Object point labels
════

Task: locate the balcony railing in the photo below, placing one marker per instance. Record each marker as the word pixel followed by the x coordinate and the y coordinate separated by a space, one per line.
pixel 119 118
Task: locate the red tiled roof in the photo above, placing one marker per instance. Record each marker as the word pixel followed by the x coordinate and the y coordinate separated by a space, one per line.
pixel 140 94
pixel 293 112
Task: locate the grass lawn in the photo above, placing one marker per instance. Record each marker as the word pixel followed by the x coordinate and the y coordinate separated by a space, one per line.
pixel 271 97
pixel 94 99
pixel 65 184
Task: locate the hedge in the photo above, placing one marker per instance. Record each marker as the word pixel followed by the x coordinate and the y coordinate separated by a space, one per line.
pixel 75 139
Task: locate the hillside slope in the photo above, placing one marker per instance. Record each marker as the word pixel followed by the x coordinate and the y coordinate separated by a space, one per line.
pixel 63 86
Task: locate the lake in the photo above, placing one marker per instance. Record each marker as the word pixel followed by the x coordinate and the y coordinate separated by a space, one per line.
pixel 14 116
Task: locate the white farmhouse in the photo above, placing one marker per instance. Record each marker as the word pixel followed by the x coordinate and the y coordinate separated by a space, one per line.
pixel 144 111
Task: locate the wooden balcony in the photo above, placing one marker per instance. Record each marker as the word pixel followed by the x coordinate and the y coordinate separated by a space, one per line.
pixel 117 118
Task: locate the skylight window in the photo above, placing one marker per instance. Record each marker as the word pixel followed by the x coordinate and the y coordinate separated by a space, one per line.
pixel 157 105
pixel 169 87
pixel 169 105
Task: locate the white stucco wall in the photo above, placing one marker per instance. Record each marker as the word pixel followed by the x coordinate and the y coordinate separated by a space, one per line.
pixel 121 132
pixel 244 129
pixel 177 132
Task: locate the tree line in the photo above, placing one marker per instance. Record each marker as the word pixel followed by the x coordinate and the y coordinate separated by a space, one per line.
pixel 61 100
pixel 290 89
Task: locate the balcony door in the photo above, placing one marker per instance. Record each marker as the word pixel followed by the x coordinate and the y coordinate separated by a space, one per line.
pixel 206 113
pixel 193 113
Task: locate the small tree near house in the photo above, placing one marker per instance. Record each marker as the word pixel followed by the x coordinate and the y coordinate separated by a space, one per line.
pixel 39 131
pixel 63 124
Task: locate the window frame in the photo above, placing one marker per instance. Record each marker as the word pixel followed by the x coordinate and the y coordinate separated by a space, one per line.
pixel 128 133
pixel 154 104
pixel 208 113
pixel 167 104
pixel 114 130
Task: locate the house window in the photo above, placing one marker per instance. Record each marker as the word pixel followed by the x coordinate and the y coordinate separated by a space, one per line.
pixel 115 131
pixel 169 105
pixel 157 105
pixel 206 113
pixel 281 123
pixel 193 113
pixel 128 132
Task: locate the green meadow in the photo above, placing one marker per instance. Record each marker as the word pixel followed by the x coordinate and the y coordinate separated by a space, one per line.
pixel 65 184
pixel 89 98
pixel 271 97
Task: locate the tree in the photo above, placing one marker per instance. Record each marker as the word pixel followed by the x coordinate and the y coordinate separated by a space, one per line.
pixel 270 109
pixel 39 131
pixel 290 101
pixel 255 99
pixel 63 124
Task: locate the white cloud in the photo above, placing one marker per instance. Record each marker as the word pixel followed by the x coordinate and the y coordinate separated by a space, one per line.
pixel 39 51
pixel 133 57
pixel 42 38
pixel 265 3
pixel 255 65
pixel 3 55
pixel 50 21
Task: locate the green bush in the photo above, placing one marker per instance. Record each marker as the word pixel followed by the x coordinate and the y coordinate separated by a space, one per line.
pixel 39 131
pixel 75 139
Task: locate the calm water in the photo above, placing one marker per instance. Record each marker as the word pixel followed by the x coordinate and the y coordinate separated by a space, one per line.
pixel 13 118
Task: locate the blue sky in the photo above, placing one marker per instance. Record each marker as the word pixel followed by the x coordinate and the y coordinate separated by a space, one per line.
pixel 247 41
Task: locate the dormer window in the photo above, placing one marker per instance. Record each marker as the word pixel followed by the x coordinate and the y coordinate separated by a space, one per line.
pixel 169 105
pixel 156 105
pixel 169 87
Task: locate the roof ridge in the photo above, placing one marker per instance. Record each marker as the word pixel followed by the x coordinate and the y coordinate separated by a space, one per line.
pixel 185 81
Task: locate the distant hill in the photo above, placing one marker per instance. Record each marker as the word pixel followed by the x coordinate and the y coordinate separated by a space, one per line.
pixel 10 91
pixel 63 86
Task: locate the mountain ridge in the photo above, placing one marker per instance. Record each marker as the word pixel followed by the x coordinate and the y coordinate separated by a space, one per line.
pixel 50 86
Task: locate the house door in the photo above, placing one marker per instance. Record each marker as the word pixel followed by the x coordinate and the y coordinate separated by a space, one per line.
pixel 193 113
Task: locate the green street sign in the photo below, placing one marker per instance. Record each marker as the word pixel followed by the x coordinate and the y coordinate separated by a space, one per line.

════

**Problem requirements**
Please copy all of the entries above line for line, changing nothing.

**Full output**
Task: locate the balcony railing in the photo below, placing one marker per instance. Record each marker as the word pixel followed by the x coordinate and the y coordinate separated by a space, one per line.
pixel 119 118
Task: locate the red tiled roof in the photo above, placing one marker per instance. Record each marker as the word pixel followed by the x coordinate and the y coordinate separated by a space, one per line.
pixel 140 94
pixel 293 112
Task: locate the grass lawn in the photo above, placing one marker per instance. Record each marker as the word pixel followed by the x coordinate and the y coordinate separated by a space, one per line.
pixel 271 97
pixel 94 99
pixel 65 184
Task: locate the hedge in the photo above, placing one marker per instance. Record each marker as the word pixel followed by the x coordinate and the y coordinate separated by a space, one per line.
pixel 75 139
Task: locate the hillside slope in the photo above, placing one marker per instance. Record each marker as the word pixel followed by the x coordinate and the y coordinate separated by a space, one per line.
pixel 63 86
Task: locate the lake in the photo above, placing one marker per instance. Record each marker as the word pixel followed by the x coordinate and the y coordinate separated by a space, one per line.
pixel 14 116
Task: locate the white farmhouse in the photo above, placing one marker per instance. Record each marker as the word pixel followed by the x coordinate and the y coordinate separated by a space, one per line.
pixel 144 111
Task: locate the wooden balcony in the photo above, placing one marker per instance. Record each marker as the word pixel followed by the x coordinate and the y coordinate separated by a space, one per line.
pixel 117 118
Task: locate the skylight window in the photo above, placing one marker per instance. Record each marker as the word pixel followed by the x coordinate and the y coordinate separated by a space, one per line.
pixel 157 105
pixel 169 87
pixel 169 105
Task: locate the white stucco wall in the photo above, placing one marker per instance. Record each marker as the word pixel followed by the x coordinate and the y coordinate separated by a space, one per line.
pixel 121 132
pixel 244 129
pixel 177 132
Task: locate the tree line in the photo above, placing one marker per instance. Record each marker as the word pixel followed by the x coordinate and the y coordinate separated by a space, one per line.
pixel 61 100
pixel 290 89
Task: locate the balcony door in the photo above, placing one marker per instance. Record each marker as the word pixel followed by the x coordinate and the y coordinate separated by a space, one per line.
pixel 206 113
pixel 193 113
Task: locate the small tree near house in the photo above, placing one marker per instance. Record each marker as the word pixel followed by the x coordinate and the y coordinate separated by a space, one per line.
pixel 39 131
pixel 63 124
Task: locate the window frame in the photo above, placing one marker per instance. Record each marker as the word pixel followed by the x coordinate and the y coordinate separated by a space, one per line.
pixel 128 133
pixel 154 104
pixel 208 113
pixel 167 104
pixel 114 130
Task: locate the house window in the photo above, placing one marker per instance. Record each marker as the word pixel followed by the x coordinate and the y coordinate separated by a space, one per line.
pixel 115 131
pixel 169 105
pixel 157 105
pixel 206 113
pixel 281 123
pixel 193 113
pixel 128 132
Task: locate the green meadow in the photo above, placing one marker per instance. Record each marker as the word pixel followed by the x coordinate and the y coordinate separated by a space, one per line.
pixel 65 184
pixel 89 98
pixel 271 97
Task: locate the tree in the photo above, placing one marker per instance. Record each marker as the word pixel followed by the x coordinate and the y coordinate separated by a space, one per line.
pixel 270 109
pixel 39 131
pixel 290 101
pixel 255 99
pixel 63 124
Task: locate the white cloud in the photo above, placing one marker per instance. Record each marker as the word pixel followed by the x coordinate and the y coordinate separated by a space, one per line.
pixel 39 51
pixel 133 57
pixel 42 38
pixel 265 3
pixel 255 65
pixel 3 55
pixel 50 21
Task: locate the green bush in the photo above, placing one marker per instance. Record each marker as the word pixel followed by the x coordinate and the y coordinate separated by a space, one per line.
pixel 39 131
pixel 75 139
Task: locate the calm water in the photo above, placing one marker per instance. Record each marker as the word pixel followed by the x coordinate and the y coordinate separated by a space, one per line.
pixel 13 118
Task: locate the blue sky in the photo above, placing one marker per instance. Record each marker as the word pixel followed by the x coordinate and the y coordinate separated by a space, one per line.
pixel 247 41
Task: locate the dormer window in the photo above, placing one marker per instance. Record each marker as the word pixel followed by the x coordinate and the y coordinate separated by a space, one per line.
pixel 169 105
pixel 156 105
pixel 169 87
Task: locate the roof ridge in the photo above, placing one marker per instance. Record each marker as the word pixel followed by the x coordinate and the y coordinate separated by a space, one per line.
pixel 185 81
Task: locate the distant hill in the photo above, placing one marker per instance. Record each marker as the word pixel followed by the x coordinate and the y coordinate separated by a space, one per line.
pixel 10 91
pixel 63 86
Task: locate the mountain ridge in the photo above, placing one marker per instance. Record each marker as the word pixel followed by the x coordinate and the y coordinate separated by a space, one per line.
pixel 50 86
Task: locate the house door in the photo above, placing one marker per instance. Record each marker as the word pixel followed by the x coordinate and the y coordinate separated by a space, one per line.
pixel 193 113
Task: locate the green street sign in the photo below, placing one marker per instance. Record each marker as the word pixel followed by the x coordinate and the y coordinate separated by a space, one per line.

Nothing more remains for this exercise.